◆ VOTRE OBJECTIF: Reprenez le texte sur l'énergie élastique des dislocations et poursuivez-le à partir de sa dernière phrase.

◆ EXTRAIT DU TEXTE:
Jusque là, nous n’avons pas parlé de l’aspect énergétique des dislocations. Commençons par définir l’énergie élastique stockée dans une dislocation. Pour une dislocation vis, le travail effectué pour déplacer les deux parties du cristal d’une distance b est donné par :

E=\frac{1}{2} \int_{r_0}^R \tau b dr = \frac{1}{2} \int_{r_0}^R \frac{\mu b}{2 \pi r} b dr
E=\frac{\mu b^2}{4\pi} \ln \left( \frac{R}{r_0} \right)

R est une distance quelconque et r_0 est le rayon du cœur de la dislocation. On constate que cette formule diverge ! Dans le cristal réel, plusieurs raisons interviennent pour limiter l’énergie d’une dislocation. On peut penser simplement que les dislocations sont des boucles, et que chaque partie de la boucle forme un dipôle avec la partie opposée. On se doute alors que les champs élastiques vont se compenser partiellement et que l’énergie de la boucle va rester finie. Le fait que l’énergie soit finie tient également au fait que l’échantillon a des bords. En effet, pour que les contraintes soient nulles à la surface, tout se passe comme si on avait introduit par la pensée une dislocation de signe opposée à l’extérieur de l’échantillon. La surface exerce donc sur la dislocation la même interaction qu’exercerait la dislocation « image » placée en position miroir de la première. En conclusion, on peut considérer que toutes les dislocations sont appariées.

Typiquement on choisira donc R comme étant la distance moyenne entre les dislocations, soit R de l’ordre de 10 à 100000b et r_0=b. Par commodité on prend alors : \ln(R/r_0)=4\pi, ce qui conduit à :

E=\mu b^2

L’énergie élastique dont nous parlons ici est une énergie par unité de longueur. Ainsi, allonger une dislocation d’une longueur dl, conduit à l’augmentation de son énergie de la quantité \mu b^2 dl. Ainsi en l’absence de contrainte extérieure, la dislocation tend à être rectiligne pour minimiser son énergie. Tout se passe comme si une force de rappel (appelée tension de ligne T= \mu b^2/dl) s’exerçait sur la dislocation. La dislocation se comporte un peu comme une corde. Plongée dans un champ de contrainte, la dislocation va avoir tendance à se courber selon un arc de rayon R. En effet, soumise à ses deux extrémités une tension de rappel dont la résultante f est dirigée vers le centre du cercle, la dislocation pour rester en équilibre devra être soumise à une contrainte égale et opposée à cette résultante.

f=2 T \sin{\theta} \approx 2 \tau \theta= \tau \frac{l}{R}

Pour être en équilibre, la dislocation doit donc être soumise à une force par unité de longueur :

F=\frac{\mu b^2}{R}

La tension de ligne explique alors pourquoi les petites boucles qui ont un petit rayon de courbure doivent être soumises à une contrainte plus grande pour pouvoir exister.

◆ INFORMATIONS ENREGISTRÉES:

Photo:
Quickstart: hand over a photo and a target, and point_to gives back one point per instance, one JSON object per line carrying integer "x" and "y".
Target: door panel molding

◆ RÉSULTAT DE L'EXERCICE:
Maintenant que nous en savons plus sur l’énergie d’une dislocation essayons de voir pourquoi certaines réactions entre les dislocations sont attractives et d’autres répulsives. Considérons les dislocations de vecteur de Burgers \vec{b}_1, \vec{b}_2 et \vec{b}_3 telles que \vec{b}_3=\vec{b}_1+\vec{b}_2. Une réaction de jonction se poursuit que si il y a un gain d’énergie pour le système, c'est-à-dire si l’énergie de la dislocation \vec{b}_3 est inférieure à la somme de l’énergie des dislocations \vec{b}_1 et \vec{b}_2. Comme nous avons vu que l’énergie est proportionnelle à \| \vec{b} \|^2, on est conduit (en première approximation) à la condition suivante appelée critère de Franck :

\| \vec{b}_3 \|^2 \ge \| \vec{b}_1 \|^2+\| \vec{b}_2 \|^2

Dissociation

Inversement, on peut avoir une dissociation d’une dislocation en deux autres si le critère de Franck est satisfait. Nous allons voir un type de dissociation particulièrement intéressant dans les cristaux cubiques faces centrées.

Dans les cristaux cubiques faces centrées, les dislocations les plus stables sont celles qui ont une énergie la plus faible. Leur vecteur de Burgers, qui est une translation du réseau est alors : 1/2 a [110]. Son énergie est donc proportionnelle à a^2/2. Si on représente ce type de cristal par un empilement ABC…, ce genre de vecteurs de Burgers correspond à une translation entre deux sites C laissant la structure invariante.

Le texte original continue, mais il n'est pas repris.